--- What you are asked to do ---
Write the next part of the bug report about container-executor crashing with SIGPIPE after a nodemanager restart, starting right after its final line.

You are viewing a plain text version of this content. The canonical link for it is here.
Posted to yarn-issues@hadoop.apache.org by "Eric Badger (JIRA)" <ji...@apache.org> on 2018/07/10 22:26:00 UTC

[jira] [Updated] (YARN-8515) container-executor can crash with SIGPIPE after nodemanager restart

     [ https://issues.apache.org/jira/browse/YARN-8515?page=com.atlassian.jira.plugin.system.issuetabpanels:all-tabpanel ]

Eric Badger updated YARN-8515:
------------------------------
    Labels: Docker  (was: )

> container-executor can crash with SIGPIPE after nodemanager restart
> -------------------------------------------------------------------
>
>                 Key: YARN-8515
>                 URL: https://issues.apache.org/jira/browse/YARN-8515
>             Project: Hadoop YARN
>          Issue Type: Bug
>            Reporter: Jim Brennan
>            Assignee: Jim Brennan
>            Priority: Major
>              Labels: Docker
>
> When running with docker on large clusters, we have noticed that sometimes docker containers are not removed - they remain in the exited state, and the corresponding container-executor is no longer running.  Upon investigation, we noticed that this always seemed to happen after a nodemanager restart.   The sequence leading to the stranded docker containers is:
>  # Nodemanager restarts
>  # Containers are recovered and then run for a while
>  # Containers are killed for some (legitimate) reason
>  # Container-executor exits without removing the docker container.

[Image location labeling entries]
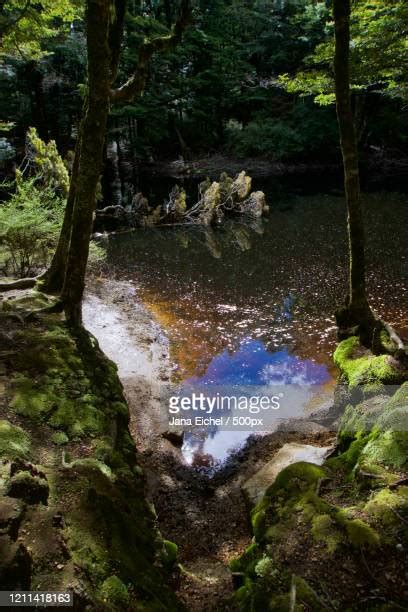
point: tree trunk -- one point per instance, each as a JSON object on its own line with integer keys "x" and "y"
{"x": 357, "y": 312}
{"x": 90, "y": 155}
{"x": 53, "y": 279}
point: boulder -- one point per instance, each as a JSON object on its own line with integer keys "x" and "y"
{"x": 241, "y": 186}
{"x": 255, "y": 487}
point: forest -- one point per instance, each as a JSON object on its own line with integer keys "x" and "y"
{"x": 203, "y": 305}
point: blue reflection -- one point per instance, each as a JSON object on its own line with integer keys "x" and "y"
{"x": 250, "y": 364}
{"x": 253, "y": 364}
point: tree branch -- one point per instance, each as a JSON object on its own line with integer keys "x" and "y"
{"x": 135, "y": 85}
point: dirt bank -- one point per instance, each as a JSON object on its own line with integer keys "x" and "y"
{"x": 206, "y": 517}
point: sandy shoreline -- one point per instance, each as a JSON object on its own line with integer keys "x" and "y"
{"x": 186, "y": 501}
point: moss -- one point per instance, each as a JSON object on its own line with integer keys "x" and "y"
{"x": 31, "y": 401}
{"x": 258, "y": 525}
{"x": 361, "y": 534}
{"x": 248, "y": 556}
{"x": 358, "y": 532}
{"x": 114, "y": 593}
{"x": 324, "y": 529}
{"x": 60, "y": 438}
{"x": 31, "y": 489}
{"x": 171, "y": 553}
{"x": 78, "y": 420}
{"x": 388, "y": 506}
{"x": 296, "y": 477}
{"x": 365, "y": 369}
{"x": 14, "y": 441}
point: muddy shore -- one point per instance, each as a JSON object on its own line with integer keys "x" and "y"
{"x": 186, "y": 501}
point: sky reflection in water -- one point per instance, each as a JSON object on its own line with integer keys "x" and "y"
{"x": 250, "y": 365}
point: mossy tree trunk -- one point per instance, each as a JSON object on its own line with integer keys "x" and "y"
{"x": 53, "y": 279}
{"x": 357, "y": 311}
{"x": 89, "y": 154}
{"x": 105, "y": 22}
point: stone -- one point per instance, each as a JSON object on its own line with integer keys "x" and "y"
{"x": 11, "y": 513}
{"x": 15, "y": 565}
{"x": 241, "y": 186}
{"x": 176, "y": 437}
{"x": 255, "y": 487}
{"x": 255, "y": 205}
{"x": 32, "y": 489}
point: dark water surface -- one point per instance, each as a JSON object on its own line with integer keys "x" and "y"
{"x": 245, "y": 301}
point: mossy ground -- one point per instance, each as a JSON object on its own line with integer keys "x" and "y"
{"x": 84, "y": 523}
{"x": 335, "y": 537}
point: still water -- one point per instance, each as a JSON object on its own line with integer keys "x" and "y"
{"x": 248, "y": 302}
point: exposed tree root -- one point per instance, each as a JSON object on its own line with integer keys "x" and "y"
{"x": 399, "y": 483}
{"x": 35, "y": 314}
{"x": 21, "y": 283}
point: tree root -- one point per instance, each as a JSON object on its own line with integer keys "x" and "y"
{"x": 399, "y": 483}
{"x": 58, "y": 307}
{"x": 21, "y": 283}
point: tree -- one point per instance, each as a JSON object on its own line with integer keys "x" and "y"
{"x": 104, "y": 36}
{"x": 357, "y": 311}
{"x": 25, "y": 24}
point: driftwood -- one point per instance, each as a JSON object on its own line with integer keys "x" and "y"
{"x": 21, "y": 283}
{"x": 216, "y": 200}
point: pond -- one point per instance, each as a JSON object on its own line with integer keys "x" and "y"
{"x": 250, "y": 302}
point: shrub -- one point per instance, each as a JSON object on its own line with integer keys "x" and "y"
{"x": 29, "y": 227}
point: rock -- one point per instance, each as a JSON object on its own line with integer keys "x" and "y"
{"x": 241, "y": 186}
{"x": 176, "y": 437}
{"x": 11, "y": 513}
{"x": 255, "y": 205}
{"x": 210, "y": 202}
{"x": 15, "y": 565}
{"x": 255, "y": 487}
{"x": 32, "y": 489}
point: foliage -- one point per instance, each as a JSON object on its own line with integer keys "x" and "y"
{"x": 26, "y": 24}
{"x": 47, "y": 163}
{"x": 29, "y": 226}
{"x": 377, "y": 54}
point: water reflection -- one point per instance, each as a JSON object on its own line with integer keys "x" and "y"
{"x": 251, "y": 366}
{"x": 250, "y": 303}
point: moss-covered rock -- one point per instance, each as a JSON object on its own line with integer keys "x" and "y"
{"x": 97, "y": 535}
{"x": 361, "y": 367}
{"x": 114, "y": 593}
{"x": 32, "y": 489}
{"x": 14, "y": 441}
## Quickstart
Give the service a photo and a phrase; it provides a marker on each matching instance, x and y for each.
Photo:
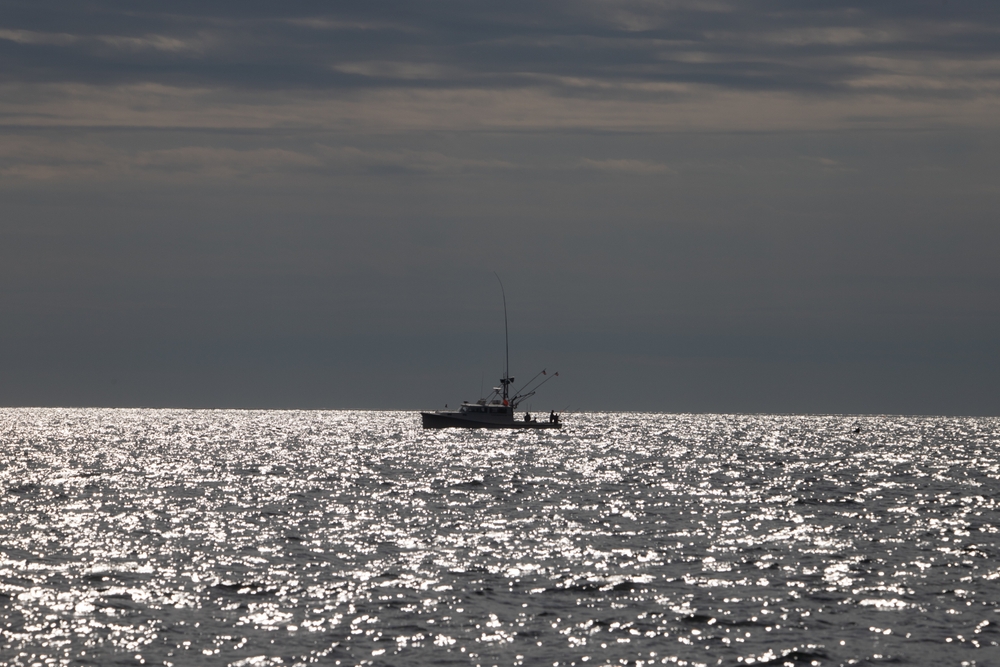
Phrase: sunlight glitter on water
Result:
(258, 538)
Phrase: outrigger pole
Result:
(507, 379)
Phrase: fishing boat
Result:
(498, 409)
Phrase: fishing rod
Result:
(506, 339)
(541, 372)
(536, 388)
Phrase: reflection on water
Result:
(284, 538)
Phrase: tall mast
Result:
(506, 341)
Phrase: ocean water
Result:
(173, 537)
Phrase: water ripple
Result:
(289, 538)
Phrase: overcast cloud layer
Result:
(695, 206)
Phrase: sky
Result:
(713, 206)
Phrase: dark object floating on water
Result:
(497, 409)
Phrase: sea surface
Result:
(178, 537)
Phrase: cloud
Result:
(628, 166)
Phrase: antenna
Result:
(506, 373)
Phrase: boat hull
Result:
(457, 420)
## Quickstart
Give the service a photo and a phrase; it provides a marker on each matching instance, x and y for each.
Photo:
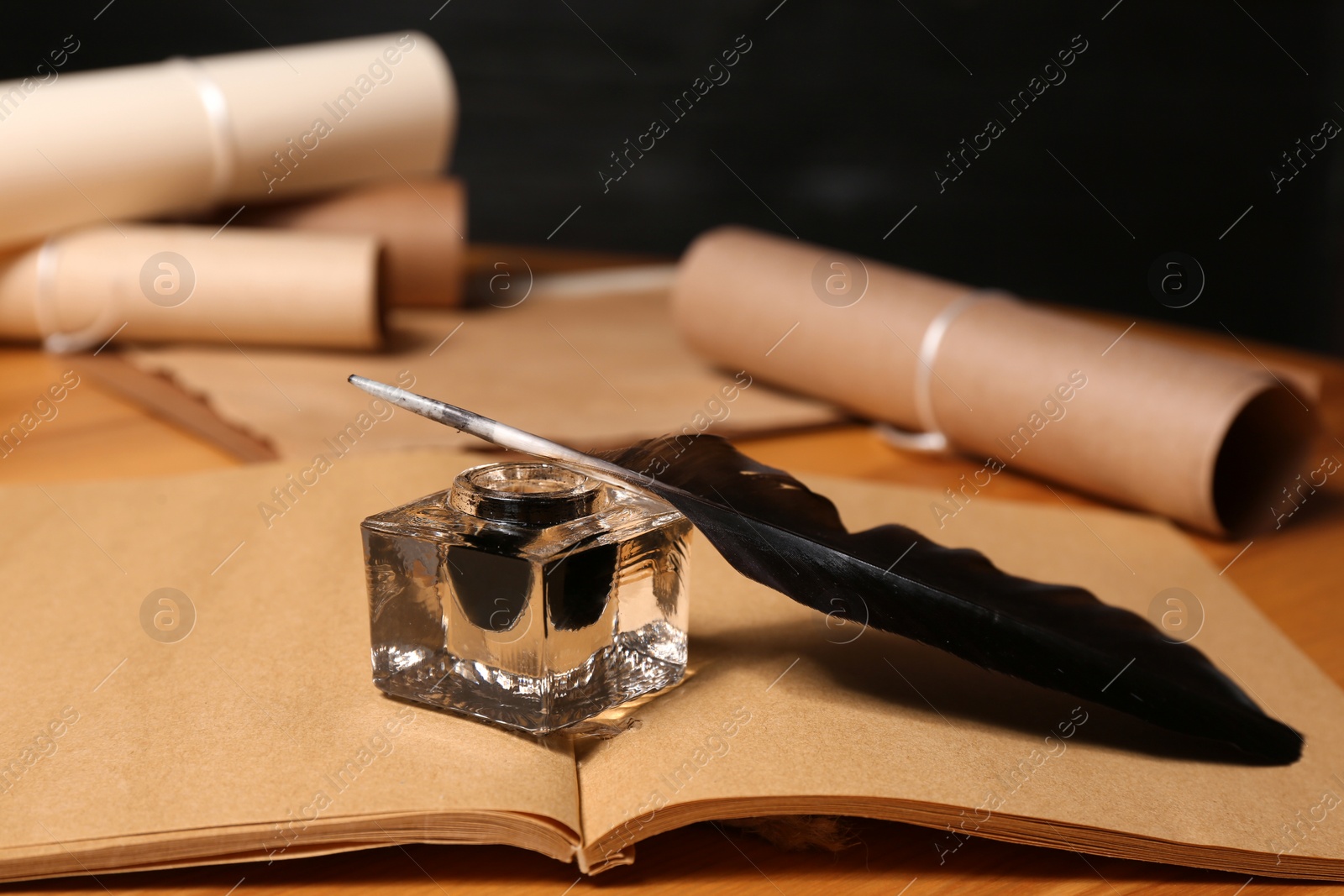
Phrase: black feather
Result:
(776, 531)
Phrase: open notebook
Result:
(261, 735)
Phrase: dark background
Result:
(833, 123)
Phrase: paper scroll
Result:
(1203, 439)
(183, 134)
(194, 284)
(421, 224)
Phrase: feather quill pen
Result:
(776, 531)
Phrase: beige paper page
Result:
(788, 711)
(226, 741)
(586, 371)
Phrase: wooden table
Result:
(1294, 575)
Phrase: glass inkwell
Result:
(528, 594)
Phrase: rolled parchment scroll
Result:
(194, 284)
(185, 134)
(420, 223)
(1207, 441)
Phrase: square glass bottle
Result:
(528, 594)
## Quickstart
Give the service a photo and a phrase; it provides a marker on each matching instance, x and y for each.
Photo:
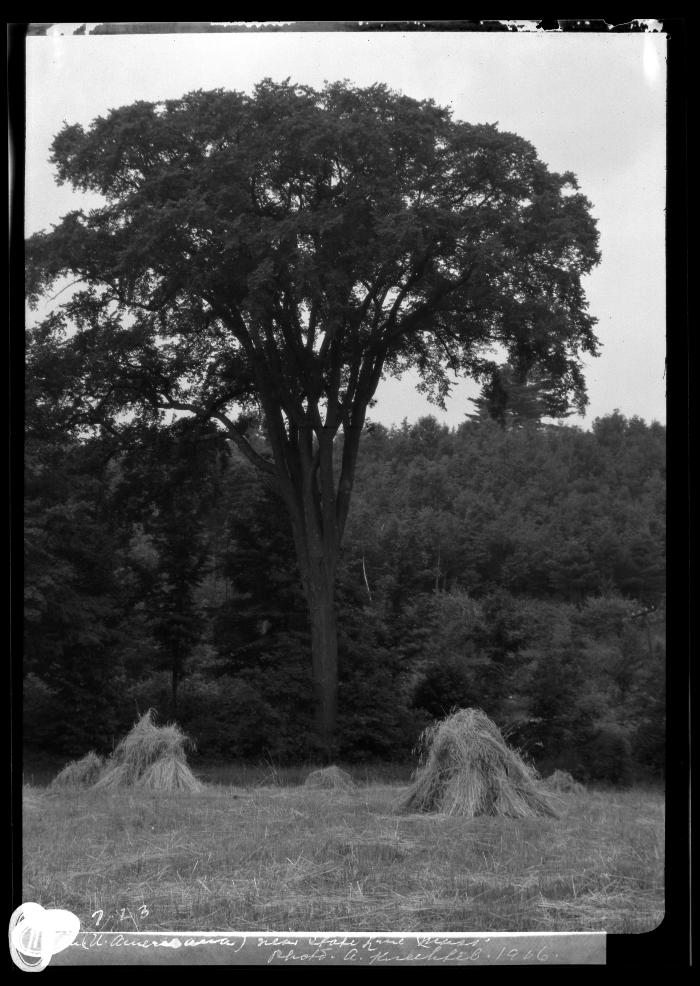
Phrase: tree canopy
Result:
(271, 256)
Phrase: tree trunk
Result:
(174, 682)
(324, 658)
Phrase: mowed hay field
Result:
(305, 859)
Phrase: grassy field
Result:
(287, 858)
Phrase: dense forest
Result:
(503, 564)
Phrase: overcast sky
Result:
(593, 104)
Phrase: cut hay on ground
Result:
(80, 773)
(561, 780)
(330, 777)
(470, 770)
(151, 757)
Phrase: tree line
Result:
(513, 566)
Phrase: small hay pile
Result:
(561, 780)
(80, 773)
(330, 778)
(151, 757)
(468, 769)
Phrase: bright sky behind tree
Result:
(594, 104)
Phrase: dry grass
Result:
(293, 859)
(330, 777)
(80, 773)
(470, 770)
(150, 756)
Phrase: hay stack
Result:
(151, 757)
(468, 769)
(80, 773)
(561, 780)
(330, 777)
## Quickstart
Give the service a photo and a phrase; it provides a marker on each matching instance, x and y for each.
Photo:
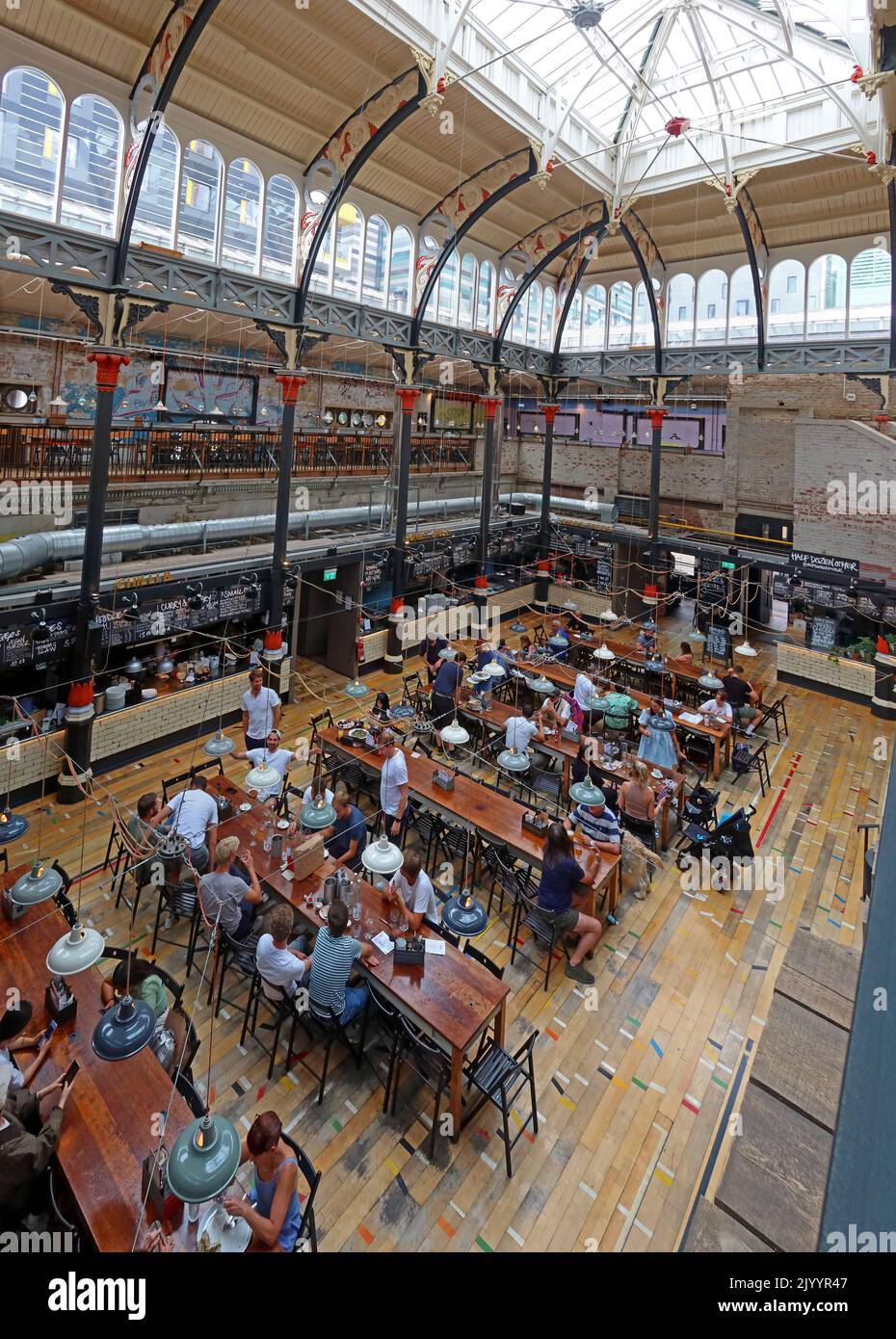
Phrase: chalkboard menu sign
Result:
(714, 588)
(823, 635)
(718, 643)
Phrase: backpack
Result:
(741, 758)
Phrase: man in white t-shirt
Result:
(195, 816)
(281, 965)
(521, 728)
(411, 891)
(717, 711)
(272, 755)
(393, 785)
(261, 711)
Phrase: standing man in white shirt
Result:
(393, 785)
(196, 818)
(261, 711)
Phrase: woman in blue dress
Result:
(272, 1209)
(659, 742)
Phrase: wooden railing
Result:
(185, 453)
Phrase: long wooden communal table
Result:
(453, 999)
(566, 678)
(480, 810)
(567, 750)
(107, 1122)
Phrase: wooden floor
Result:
(631, 1094)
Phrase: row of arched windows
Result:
(64, 165)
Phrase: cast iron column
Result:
(275, 649)
(394, 660)
(542, 581)
(79, 713)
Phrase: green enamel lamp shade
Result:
(123, 1030)
(203, 1160)
(38, 885)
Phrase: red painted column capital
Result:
(408, 395)
(291, 384)
(107, 366)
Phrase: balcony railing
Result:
(140, 454)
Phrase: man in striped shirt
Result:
(599, 825)
(333, 958)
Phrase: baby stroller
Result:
(727, 840)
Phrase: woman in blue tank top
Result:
(272, 1209)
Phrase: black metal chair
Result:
(185, 776)
(500, 1077)
(432, 1064)
(776, 713)
(307, 1226)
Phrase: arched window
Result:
(401, 272)
(467, 292)
(90, 175)
(869, 291)
(827, 302)
(241, 243)
(679, 309)
(711, 307)
(199, 191)
(350, 241)
(322, 275)
(375, 261)
(786, 301)
(446, 294)
(154, 213)
(548, 318)
(278, 243)
(593, 323)
(31, 117)
(572, 329)
(742, 315)
(533, 322)
(485, 296)
(620, 315)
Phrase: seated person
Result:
(195, 817)
(599, 825)
(557, 892)
(349, 833)
(742, 697)
(272, 755)
(24, 1157)
(280, 961)
(272, 1208)
(717, 710)
(333, 958)
(521, 730)
(225, 897)
(145, 985)
(411, 891)
(13, 1039)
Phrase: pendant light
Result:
(206, 1154)
(586, 793)
(219, 748)
(318, 814)
(514, 759)
(456, 734)
(263, 776)
(382, 857)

--- Output ---
> After reproducing this on a test cluster, we found that the container-executor was exiting due to a SIGPIPE.
> What is happening is that the shell command executor that is used to start container-executor has threads reading from c-e's stdout and stderr.  When the NM is restarted, these threads are killed.  Then when the container-executor continues executing after the container exits with error, it tries to write to stderr (ERRORFILE) and gets a SIGPIPE.  Since SIGPIPE is not handled, this crashes the container-executor before it can actually remove the docker container.
> We ran into this in branch 2.8.  The way docker containers are removed has been completely redesigned in trunk, so I don't think it will lead to this exact failure, but after an NM restart, potentially any write to stderr or stdout in the container-executor could cause it to crash.
>  



--
This message was sent by Atlassian JIRA
(v7.6.3#76005)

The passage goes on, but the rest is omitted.